Exercise details:
Nothing but the lines from the one containing "Annotation task — mark the dog's head" through the end of the entries below should be set down, each exactly as written.

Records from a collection
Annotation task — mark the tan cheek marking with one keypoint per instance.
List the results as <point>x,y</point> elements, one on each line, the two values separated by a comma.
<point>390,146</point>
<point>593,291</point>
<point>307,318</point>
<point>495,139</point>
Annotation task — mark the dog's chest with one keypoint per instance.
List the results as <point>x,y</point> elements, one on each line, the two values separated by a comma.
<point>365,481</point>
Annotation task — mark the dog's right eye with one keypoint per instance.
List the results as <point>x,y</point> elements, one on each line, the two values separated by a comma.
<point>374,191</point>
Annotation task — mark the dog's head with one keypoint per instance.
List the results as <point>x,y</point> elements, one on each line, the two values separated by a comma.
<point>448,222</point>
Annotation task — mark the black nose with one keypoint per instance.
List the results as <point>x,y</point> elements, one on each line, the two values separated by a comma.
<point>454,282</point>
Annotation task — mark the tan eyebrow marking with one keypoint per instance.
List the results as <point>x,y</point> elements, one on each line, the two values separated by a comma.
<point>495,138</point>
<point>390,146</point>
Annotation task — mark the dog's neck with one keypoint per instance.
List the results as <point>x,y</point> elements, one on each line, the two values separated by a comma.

Your solution:
Annotation task — mark the dog's head with one keypoint per instance.
List the results as <point>x,y</point> elements, one on each line, the two values separated by a comma.
<point>448,222</point>
Annotation task — mark the black nose with one keypoint per instance.
List the results as <point>x,y</point> elements, one on each line, the two values separated by a comma.
<point>454,282</point>
Annotation task — mark the tan eyebrow marking with one keypoint per instance.
List the results as <point>x,y</point> elements, one on each line, the two values separated by a comma.
<point>495,138</point>
<point>390,146</point>
Annotation task — mark the dog's neck with one keypoint per instance.
List the results as <point>x,y</point> elements, one on each line, the two values separated by a comma.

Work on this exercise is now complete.